__What the task requires__: Count the lines in the rows that contain the string "statue", matching case exactly, and give only that number.

===== Working data =====

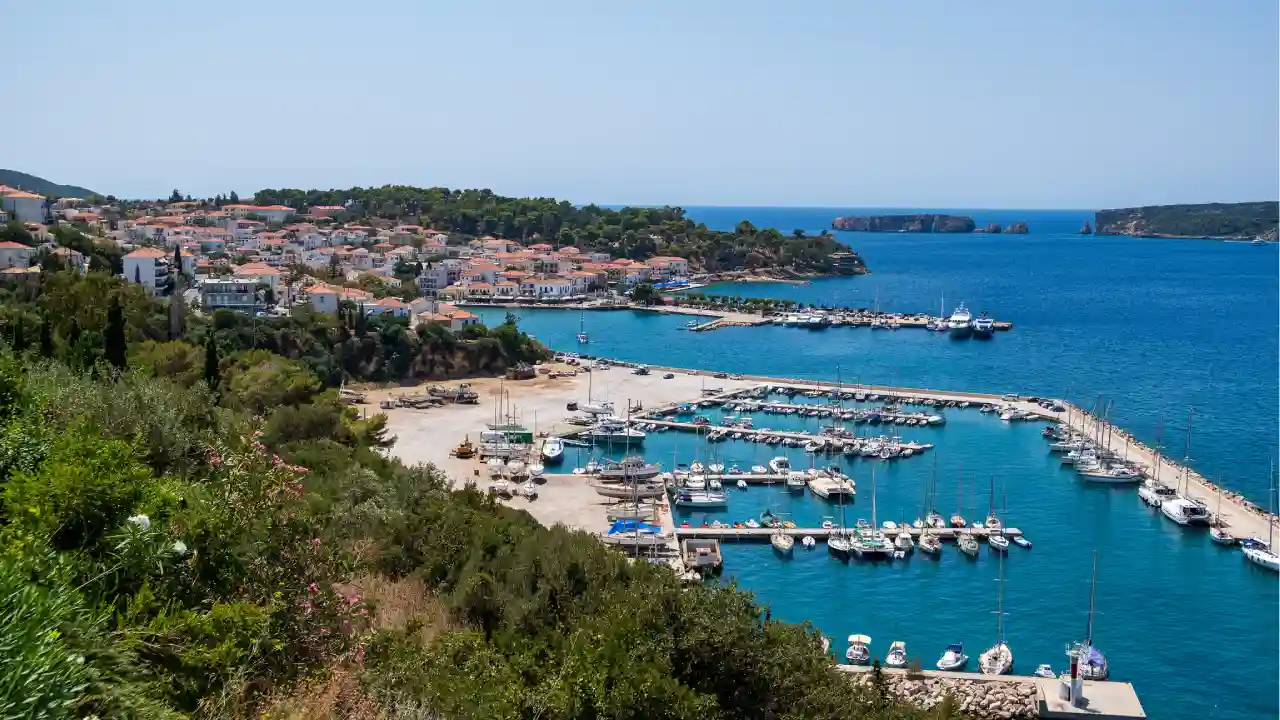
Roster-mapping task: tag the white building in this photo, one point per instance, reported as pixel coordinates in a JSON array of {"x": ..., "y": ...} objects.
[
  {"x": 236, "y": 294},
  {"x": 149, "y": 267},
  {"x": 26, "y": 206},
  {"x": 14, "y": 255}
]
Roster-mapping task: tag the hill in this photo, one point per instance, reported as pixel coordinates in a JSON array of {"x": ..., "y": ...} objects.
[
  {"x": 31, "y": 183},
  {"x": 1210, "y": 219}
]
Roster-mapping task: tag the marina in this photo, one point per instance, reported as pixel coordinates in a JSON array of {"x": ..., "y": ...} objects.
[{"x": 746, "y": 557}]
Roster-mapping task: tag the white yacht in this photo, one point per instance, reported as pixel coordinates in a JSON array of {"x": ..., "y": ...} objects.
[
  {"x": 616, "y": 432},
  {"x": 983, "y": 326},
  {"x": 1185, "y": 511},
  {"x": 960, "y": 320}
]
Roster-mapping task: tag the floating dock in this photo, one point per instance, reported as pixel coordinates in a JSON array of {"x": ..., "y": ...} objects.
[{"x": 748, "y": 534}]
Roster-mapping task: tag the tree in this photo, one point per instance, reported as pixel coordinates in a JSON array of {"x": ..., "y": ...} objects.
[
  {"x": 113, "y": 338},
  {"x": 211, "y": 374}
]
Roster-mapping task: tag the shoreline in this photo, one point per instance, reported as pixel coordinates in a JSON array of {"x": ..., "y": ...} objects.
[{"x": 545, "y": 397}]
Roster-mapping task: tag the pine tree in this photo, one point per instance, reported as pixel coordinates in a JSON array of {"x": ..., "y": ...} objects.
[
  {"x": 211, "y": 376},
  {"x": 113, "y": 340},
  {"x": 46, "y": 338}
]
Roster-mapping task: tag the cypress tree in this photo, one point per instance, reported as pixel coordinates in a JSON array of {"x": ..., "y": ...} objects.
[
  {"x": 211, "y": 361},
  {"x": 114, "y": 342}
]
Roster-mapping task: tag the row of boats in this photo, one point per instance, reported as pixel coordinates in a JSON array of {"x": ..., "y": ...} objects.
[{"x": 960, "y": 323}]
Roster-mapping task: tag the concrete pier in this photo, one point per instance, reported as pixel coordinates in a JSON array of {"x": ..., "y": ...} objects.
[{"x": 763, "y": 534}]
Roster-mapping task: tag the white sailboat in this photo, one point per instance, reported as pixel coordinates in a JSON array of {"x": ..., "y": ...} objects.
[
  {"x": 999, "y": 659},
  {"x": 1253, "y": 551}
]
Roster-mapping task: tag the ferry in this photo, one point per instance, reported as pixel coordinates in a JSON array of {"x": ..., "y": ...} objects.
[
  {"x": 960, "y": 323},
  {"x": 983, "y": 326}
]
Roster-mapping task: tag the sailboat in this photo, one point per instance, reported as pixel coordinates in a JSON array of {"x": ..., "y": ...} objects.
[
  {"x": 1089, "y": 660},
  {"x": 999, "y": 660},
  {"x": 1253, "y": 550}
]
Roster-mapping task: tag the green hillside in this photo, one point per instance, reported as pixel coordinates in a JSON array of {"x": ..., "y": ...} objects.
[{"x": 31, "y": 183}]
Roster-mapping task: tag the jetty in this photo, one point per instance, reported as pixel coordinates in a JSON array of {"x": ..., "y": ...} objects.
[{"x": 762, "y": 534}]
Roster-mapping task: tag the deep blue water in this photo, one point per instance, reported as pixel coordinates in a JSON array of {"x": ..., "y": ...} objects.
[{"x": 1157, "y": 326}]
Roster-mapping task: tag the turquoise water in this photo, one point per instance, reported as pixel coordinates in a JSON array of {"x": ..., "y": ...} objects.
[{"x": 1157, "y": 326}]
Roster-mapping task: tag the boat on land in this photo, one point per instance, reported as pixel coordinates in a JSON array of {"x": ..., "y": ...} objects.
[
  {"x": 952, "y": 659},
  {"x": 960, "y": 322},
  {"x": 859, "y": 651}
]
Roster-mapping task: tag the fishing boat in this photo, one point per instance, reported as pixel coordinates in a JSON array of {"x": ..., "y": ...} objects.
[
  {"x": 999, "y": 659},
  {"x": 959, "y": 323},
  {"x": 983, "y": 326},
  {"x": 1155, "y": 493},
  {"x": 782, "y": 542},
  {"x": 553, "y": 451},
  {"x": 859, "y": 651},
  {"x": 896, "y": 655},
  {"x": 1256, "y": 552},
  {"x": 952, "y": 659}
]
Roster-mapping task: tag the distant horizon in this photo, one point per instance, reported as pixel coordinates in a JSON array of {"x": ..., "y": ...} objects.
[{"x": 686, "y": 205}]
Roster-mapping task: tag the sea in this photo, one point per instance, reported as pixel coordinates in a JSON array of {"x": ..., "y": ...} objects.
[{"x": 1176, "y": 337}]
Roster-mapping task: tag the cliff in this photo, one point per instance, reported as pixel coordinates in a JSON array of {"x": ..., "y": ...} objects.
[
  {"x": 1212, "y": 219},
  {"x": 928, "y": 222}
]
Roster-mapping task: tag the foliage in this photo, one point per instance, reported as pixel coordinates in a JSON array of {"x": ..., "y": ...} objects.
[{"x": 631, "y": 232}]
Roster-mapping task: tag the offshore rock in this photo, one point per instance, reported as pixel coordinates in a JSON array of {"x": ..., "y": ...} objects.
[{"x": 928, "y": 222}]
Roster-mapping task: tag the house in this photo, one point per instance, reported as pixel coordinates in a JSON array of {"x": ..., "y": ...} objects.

=====
===== Working data =====

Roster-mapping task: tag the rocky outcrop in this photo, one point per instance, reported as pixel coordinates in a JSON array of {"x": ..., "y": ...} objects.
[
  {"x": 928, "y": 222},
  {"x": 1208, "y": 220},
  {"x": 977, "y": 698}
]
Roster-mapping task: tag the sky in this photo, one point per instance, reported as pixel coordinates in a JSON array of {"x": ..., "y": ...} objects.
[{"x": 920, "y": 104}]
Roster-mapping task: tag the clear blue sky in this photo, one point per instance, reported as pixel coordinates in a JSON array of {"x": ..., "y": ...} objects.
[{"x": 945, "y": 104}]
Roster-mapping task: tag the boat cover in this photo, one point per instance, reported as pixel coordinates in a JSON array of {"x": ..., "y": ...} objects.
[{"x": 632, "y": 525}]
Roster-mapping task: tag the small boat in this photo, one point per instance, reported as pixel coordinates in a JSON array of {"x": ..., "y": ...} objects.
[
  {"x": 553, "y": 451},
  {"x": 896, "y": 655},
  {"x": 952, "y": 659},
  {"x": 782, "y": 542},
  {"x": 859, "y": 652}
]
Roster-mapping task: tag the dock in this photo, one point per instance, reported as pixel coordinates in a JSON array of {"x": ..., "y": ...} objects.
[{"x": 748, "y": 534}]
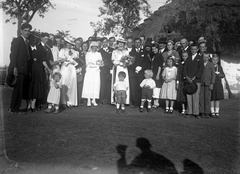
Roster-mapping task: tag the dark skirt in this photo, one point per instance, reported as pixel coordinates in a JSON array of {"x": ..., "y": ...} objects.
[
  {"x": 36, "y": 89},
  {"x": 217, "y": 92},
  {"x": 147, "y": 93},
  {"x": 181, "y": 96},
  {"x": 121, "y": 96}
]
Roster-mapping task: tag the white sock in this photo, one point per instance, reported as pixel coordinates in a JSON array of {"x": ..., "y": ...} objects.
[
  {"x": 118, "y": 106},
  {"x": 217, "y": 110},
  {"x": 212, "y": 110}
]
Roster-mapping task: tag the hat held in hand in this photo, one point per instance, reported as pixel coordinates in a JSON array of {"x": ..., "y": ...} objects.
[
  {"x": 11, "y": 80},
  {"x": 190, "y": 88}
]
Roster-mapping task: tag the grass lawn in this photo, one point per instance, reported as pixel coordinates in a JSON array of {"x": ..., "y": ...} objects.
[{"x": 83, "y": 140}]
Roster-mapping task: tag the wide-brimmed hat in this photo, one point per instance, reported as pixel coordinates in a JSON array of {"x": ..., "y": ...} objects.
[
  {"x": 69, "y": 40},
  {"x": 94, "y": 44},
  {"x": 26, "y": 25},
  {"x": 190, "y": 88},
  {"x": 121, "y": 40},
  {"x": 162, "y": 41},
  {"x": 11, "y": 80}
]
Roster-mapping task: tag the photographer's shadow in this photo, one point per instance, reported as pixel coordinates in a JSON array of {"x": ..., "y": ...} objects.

=====
===== Working data =====

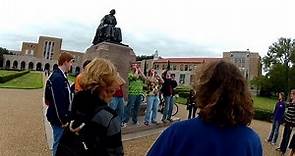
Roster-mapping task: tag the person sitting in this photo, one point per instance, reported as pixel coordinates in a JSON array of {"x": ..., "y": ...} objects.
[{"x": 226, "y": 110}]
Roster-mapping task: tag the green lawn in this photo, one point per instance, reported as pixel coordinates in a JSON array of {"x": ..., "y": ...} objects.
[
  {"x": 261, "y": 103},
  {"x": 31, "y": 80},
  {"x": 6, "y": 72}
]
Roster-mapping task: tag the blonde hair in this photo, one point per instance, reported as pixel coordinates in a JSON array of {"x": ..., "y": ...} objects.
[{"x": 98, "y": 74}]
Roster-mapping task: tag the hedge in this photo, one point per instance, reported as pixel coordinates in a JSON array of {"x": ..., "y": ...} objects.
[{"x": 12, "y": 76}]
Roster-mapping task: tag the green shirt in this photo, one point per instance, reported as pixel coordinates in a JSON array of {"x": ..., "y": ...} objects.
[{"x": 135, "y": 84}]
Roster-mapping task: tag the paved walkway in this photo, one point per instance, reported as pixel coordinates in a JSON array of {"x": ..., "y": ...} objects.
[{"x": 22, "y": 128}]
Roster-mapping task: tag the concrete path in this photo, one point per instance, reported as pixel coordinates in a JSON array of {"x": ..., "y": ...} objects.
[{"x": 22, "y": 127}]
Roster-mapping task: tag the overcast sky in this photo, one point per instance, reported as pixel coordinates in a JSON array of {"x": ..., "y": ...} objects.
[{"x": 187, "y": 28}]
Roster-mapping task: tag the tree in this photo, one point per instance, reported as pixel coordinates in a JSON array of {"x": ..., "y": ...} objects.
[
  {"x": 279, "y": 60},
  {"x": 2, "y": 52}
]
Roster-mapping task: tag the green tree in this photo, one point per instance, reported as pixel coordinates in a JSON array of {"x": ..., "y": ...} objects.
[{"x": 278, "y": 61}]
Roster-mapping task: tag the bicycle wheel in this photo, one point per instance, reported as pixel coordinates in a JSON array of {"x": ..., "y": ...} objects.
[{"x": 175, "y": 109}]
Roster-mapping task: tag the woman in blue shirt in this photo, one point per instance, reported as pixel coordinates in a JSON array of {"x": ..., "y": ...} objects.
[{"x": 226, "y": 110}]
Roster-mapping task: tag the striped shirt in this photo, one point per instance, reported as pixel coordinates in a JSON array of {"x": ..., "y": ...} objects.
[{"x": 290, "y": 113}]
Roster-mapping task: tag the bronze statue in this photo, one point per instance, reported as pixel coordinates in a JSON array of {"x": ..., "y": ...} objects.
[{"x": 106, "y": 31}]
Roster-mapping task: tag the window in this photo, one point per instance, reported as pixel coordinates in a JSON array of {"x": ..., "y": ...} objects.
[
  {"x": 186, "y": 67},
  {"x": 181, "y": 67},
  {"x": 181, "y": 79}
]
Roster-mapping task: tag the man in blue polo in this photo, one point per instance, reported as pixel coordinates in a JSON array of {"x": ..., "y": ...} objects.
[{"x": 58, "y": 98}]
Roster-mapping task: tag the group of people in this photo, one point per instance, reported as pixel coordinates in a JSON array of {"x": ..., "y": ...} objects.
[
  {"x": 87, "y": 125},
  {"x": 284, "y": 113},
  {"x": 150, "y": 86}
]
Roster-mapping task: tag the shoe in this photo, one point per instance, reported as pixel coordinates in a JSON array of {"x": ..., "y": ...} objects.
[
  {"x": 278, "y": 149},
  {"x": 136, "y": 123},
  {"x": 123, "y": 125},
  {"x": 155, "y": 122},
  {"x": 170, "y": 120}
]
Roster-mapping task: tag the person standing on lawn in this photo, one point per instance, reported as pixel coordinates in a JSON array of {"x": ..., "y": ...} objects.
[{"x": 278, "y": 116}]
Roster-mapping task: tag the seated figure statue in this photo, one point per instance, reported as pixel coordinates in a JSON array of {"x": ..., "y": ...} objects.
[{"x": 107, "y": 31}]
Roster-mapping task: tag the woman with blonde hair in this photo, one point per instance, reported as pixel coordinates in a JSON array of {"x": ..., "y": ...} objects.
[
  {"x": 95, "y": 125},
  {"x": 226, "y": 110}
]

=====

__Finished task__: 2